_Your assignment_. Each line below needs to be restated word for word.

_Available records_.

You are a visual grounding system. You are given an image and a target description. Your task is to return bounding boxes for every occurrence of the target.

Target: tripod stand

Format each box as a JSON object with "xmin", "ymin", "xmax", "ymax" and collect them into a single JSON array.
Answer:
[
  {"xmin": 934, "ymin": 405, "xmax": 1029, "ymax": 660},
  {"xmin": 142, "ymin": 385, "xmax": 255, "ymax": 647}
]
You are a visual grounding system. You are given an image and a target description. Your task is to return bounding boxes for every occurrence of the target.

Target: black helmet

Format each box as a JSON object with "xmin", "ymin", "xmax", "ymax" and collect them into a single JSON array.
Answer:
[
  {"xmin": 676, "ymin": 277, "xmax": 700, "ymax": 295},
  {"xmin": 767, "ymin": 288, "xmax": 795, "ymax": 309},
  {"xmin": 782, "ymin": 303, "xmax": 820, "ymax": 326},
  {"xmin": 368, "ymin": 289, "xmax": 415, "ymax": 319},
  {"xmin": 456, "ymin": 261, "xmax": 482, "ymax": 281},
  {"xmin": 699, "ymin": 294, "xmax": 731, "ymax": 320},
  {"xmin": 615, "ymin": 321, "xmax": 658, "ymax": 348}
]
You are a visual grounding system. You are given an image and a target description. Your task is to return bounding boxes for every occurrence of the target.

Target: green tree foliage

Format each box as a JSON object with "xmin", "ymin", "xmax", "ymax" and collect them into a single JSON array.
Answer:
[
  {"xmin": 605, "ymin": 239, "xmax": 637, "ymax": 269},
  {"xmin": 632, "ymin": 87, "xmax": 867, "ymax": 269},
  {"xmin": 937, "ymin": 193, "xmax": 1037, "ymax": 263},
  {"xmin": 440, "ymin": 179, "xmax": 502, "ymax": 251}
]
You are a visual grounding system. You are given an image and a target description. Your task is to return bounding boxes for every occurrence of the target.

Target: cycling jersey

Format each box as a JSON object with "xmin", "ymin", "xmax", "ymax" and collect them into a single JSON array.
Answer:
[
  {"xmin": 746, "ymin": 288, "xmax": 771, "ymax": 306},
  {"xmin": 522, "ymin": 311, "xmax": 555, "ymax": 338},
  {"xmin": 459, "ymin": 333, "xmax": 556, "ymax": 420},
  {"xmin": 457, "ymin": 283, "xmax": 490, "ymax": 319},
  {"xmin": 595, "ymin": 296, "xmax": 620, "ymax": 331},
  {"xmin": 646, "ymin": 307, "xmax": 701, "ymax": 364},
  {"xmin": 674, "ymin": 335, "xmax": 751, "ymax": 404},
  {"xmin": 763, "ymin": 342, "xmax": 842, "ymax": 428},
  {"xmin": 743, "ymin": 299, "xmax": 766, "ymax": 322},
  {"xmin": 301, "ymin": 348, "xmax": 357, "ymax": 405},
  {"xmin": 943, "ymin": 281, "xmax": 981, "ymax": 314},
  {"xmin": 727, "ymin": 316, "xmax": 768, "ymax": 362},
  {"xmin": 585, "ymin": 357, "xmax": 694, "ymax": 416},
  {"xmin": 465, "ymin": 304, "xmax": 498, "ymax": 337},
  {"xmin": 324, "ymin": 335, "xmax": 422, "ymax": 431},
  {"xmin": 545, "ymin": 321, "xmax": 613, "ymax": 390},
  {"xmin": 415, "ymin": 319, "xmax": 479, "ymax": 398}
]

_Response_.
You are a visual grounding system. You are given an image and a target description. Your task is to return bounding boxes for every occurrence of the target.

Target: tripod stand

Format each box as a JSON object with "xmin", "ymin", "xmax", "ymax" and collect them into a single JSON array.
Answer:
[
  {"xmin": 934, "ymin": 405, "xmax": 1029, "ymax": 660},
  {"xmin": 142, "ymin": 385, "xmax": 255, "ymax": 647}
]
You are a visual grounding system. You are given an image and a target description. Your task is to return bounding boxes for every occurrence of the target.

Target: black helmet

Format each box as a JSON object with "xmin", "ymin", "xmax", "ymax" and collect them into a single JSON array.
Answer:
[
  {"xmin": 676, "ymin": 277, "xmax": 700, "ymax": 295},
  {"xmin": 767, "ymin": 288, "xmax": 795, "ymax": 309},
  {"xmin": 782, "ymin": 303, "xmax": 820, "ymax": 326},
  {"xmin": 368, "ymin": 289, "xmax": 415, "ymax": 319},
  {"xmin": 456, "ymin": 261, "xmax": 482, "ymax": 281},
  {"xmin": 699, "ymin": 294, "xmax": 731, "ymax": 320},
  {"xmin": 615, "ymin": 321, "xmax": 658, "ymax": 348}
]
You are a visual grounding system. You are given an image and a target description. Your task is to return bounding boxes for every occurrence of the target.

Target: green tree foliage

Format each box as a JSON object with "xmin", "ymin", "xmax", "ymax" and collect them into a single JSON array.
Answer:
[
  {"xmin": 605, "ymin": 239, "xmax": 637, "ymax": 269},
  {"xmin": 632, "ymin": 87, "xmax": 867, "ymax": 269},
  {"xmin": 937, "ymin": 193, "xmax": 1037, "ymax": 263},
  {"xmin": 440, "ymin": 179, "xmax": 502, "ymax": 251}
]
You are a visual grounding system. You are given an image and a target description. Your task is to return bounding boxes for every occurrence of the target.

Target: cycling jersey

Format each box as a JSON object with "xmin", "ymin", "xmax", "ymax" and collect them into a single JSON array.
Answer:
[
  {"xmin": 746, "ymin": 288, "xmax": 771, "ymax": 306},
  {"xmin": 522, "ymin": 311, "xmax": 555, "ymax": 338},
  {"xmin": 459, "ymin": 333, "xmax": 556, "ymax": 420},
  {"xmin": 457, "ymin": 283, "xmax": 490, "ymax": 319},
  {"xmin": 595, "ymin": 296, "xmax": 620, "ymax": 331},
  {"xmin": 646, "ymin": 307, "xmax": 701, "ymax": 364},
  {"xmin": 674, "ymin": 335, "xmax": 751, "ymax": 404},
  {"xmin": 763, "ymin": 342, "xmax": 842, "ymax": 428},
  {"xmin": 743, "ymin": 299, "xmax": 766, "ymax": 322},
  {"xmin": 301, "ymin": 348, "xmax": 357, "ymax": 405},
  {"xmin": 943, "ymin": 281, "xmax": 981, "ymax": 314},
  {"xmin": 727, "ymin": 316, "xmax": 768, "ymax": 362},
  {"xmin": 585, "ymin": 357, "xmax": 694, "ymax": 416},
  {"xmin": 465, "ymin": 304, "xmax": 498, "ymax": 337},
  {"xmin": 324, "ymin": 335, "xmax": 422, "ymax": 431},
  {"xmin": 545, "ymin": 321, "xmax": 613, "ymax": 390},
  {"xmin": 415, "ymin": 319, "xmax": 479, "ymax": 398}
]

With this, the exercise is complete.